> **THE PROBLEM**: From the records below, print exactly the lines starting at the one containing "of the rein" and ending at the one containing "of the riding", ends included, and nothing else.

○ ○ ○ ○ ○ ○ ○

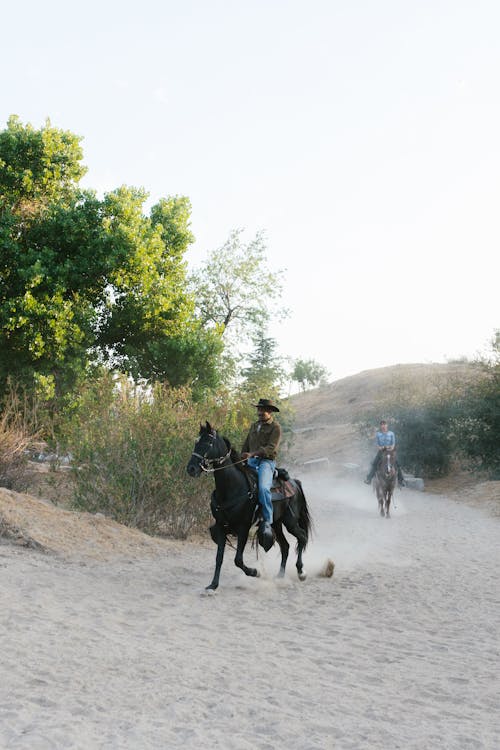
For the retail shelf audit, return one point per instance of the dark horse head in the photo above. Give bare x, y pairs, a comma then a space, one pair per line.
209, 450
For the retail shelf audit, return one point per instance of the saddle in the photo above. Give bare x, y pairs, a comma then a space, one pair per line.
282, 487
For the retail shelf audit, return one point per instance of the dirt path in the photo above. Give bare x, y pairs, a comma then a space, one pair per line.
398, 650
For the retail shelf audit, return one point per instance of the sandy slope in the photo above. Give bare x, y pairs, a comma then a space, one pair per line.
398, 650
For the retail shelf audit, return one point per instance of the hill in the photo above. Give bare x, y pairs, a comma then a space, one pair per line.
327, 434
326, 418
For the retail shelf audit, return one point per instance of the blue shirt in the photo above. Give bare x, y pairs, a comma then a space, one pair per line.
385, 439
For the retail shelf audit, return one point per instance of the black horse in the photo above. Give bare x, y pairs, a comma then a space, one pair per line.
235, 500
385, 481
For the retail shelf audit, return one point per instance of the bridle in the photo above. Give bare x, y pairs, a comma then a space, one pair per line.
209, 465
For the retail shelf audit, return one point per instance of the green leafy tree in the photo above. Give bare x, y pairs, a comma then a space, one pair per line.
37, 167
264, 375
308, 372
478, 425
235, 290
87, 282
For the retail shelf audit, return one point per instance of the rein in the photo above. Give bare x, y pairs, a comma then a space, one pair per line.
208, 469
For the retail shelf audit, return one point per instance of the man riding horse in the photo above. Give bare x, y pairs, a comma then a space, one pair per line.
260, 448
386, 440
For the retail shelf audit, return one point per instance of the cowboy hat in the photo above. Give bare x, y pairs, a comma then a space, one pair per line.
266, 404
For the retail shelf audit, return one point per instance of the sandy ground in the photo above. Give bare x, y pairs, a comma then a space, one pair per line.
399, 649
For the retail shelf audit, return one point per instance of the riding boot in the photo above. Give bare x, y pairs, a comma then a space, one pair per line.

○ ○ ○ ○ ○ ○ ○

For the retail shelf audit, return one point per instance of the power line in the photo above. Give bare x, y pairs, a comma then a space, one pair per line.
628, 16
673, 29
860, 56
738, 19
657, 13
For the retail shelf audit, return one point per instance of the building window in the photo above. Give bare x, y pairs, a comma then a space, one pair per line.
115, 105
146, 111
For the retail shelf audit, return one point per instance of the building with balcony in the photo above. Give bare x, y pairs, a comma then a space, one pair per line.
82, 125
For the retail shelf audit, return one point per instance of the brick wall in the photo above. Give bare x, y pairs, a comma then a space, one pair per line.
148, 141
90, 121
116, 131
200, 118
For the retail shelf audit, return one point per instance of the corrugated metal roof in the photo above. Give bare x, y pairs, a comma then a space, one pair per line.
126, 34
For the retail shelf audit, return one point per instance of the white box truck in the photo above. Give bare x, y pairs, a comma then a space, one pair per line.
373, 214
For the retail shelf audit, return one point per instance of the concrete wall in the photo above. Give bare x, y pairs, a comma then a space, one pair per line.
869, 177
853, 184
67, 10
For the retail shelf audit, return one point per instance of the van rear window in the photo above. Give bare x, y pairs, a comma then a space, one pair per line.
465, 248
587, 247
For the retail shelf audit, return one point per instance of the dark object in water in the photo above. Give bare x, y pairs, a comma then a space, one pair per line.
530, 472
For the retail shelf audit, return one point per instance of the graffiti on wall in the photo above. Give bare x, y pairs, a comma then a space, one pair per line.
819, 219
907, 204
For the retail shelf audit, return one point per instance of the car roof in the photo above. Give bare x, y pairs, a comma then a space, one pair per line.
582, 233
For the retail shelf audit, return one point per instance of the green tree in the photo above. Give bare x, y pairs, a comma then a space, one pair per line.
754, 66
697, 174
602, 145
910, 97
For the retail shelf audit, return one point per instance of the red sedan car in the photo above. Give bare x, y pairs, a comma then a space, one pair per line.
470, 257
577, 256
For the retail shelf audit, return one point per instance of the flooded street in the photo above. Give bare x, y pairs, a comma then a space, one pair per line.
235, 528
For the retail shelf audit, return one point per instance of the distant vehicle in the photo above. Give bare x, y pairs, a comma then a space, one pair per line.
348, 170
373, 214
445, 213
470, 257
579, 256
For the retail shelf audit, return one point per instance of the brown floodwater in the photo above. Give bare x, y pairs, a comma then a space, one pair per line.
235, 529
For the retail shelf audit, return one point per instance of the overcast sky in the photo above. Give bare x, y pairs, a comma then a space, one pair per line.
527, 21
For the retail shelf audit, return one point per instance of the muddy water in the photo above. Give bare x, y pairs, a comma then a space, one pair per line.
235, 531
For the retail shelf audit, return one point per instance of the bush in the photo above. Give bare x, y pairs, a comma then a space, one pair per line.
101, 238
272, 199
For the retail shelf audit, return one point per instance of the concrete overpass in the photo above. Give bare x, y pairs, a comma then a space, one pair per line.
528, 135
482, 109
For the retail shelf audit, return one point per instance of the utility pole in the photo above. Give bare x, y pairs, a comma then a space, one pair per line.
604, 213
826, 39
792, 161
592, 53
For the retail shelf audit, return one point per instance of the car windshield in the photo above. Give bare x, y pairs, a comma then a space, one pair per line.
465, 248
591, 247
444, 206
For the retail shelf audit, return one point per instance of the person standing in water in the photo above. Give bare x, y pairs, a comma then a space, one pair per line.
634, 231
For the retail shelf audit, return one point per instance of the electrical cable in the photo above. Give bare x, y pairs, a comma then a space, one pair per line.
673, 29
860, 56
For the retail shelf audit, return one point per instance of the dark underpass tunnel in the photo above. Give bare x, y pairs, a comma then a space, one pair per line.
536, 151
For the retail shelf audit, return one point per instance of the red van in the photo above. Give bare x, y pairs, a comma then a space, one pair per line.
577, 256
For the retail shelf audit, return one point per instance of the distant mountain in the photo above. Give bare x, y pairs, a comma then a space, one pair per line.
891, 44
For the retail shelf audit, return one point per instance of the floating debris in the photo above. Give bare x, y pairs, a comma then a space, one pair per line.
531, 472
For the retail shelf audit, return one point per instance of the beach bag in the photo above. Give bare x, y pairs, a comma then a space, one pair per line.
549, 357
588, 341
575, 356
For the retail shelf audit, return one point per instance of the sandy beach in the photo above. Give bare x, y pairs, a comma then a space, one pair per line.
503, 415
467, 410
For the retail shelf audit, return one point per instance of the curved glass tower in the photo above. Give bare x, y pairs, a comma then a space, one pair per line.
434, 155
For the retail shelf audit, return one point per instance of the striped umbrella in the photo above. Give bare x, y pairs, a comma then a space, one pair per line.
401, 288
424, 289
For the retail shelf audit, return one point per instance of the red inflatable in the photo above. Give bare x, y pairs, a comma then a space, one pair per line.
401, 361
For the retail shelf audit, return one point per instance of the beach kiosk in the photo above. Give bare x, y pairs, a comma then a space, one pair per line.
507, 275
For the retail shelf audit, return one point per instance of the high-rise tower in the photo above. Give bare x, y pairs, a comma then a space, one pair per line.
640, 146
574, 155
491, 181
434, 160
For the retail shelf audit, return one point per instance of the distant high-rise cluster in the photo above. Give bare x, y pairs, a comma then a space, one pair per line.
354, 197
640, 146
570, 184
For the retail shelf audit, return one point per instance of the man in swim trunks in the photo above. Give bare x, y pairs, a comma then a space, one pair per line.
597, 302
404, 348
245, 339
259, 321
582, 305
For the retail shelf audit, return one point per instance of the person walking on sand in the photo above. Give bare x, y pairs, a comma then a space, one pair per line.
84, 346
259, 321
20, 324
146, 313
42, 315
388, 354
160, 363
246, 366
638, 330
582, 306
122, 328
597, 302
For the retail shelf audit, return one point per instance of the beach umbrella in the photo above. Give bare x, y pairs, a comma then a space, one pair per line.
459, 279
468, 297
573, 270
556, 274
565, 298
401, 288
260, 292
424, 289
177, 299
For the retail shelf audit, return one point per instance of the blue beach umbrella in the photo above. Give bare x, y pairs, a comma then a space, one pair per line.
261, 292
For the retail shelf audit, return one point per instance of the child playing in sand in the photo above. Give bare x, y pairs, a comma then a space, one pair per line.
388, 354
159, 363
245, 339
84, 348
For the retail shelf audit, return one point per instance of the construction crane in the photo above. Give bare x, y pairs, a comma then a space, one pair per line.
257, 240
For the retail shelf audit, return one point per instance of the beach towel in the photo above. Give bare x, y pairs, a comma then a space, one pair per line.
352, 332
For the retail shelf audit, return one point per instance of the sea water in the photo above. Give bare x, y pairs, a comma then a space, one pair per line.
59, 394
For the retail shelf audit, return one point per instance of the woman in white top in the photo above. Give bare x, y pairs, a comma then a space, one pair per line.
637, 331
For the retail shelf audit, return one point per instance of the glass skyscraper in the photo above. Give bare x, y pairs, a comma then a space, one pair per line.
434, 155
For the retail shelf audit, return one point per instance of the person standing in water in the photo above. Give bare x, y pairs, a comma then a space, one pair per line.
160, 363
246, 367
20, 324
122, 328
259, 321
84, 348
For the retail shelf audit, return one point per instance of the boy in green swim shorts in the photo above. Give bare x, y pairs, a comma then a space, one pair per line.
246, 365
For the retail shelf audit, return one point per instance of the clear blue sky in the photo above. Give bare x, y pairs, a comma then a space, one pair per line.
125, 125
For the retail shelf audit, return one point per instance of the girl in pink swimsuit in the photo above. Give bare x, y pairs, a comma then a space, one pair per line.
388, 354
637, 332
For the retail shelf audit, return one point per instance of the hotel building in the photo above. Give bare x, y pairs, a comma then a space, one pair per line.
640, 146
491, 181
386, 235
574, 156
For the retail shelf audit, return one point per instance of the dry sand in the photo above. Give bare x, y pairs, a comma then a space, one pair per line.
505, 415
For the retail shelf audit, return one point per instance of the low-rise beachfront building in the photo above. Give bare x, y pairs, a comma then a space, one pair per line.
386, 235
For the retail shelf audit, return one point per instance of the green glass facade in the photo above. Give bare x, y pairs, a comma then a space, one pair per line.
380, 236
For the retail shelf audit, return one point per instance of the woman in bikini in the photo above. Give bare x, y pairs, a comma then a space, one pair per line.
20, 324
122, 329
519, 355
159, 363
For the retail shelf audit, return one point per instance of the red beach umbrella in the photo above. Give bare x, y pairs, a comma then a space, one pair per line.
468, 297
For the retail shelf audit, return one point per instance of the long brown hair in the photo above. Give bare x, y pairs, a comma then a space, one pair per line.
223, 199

○ ○ ○ ○ ○ ○ ○

> **TASK OUTPUT**:
For the retail shelf audit, return one point per instance of the rein in the photo above. Give bare x, y pairs, a comma then a space, one pair per line.
208, 469
For the retail shelf audit, return one point per instance of the man riding horse in the photo above. Give bare x, y pairs, a comma then a space, one pair per line.
260, 448
386, 440
For the retail shelf audit, return one point per instance of the cowboy hat in the photo above. Give bare x, y pairs, a comma then a space, one pair per line.
266, 404
For the retail shelf audit, return one point per instance of the sandy ground in the photo above. Give bare x, y pairs, a comma then a space, one pair per line.
399, 649
For the retail shelf audit, return one point per instance of the riding boot in the photo above. Give bare x, y pairs, a comma then a space, one pair per line.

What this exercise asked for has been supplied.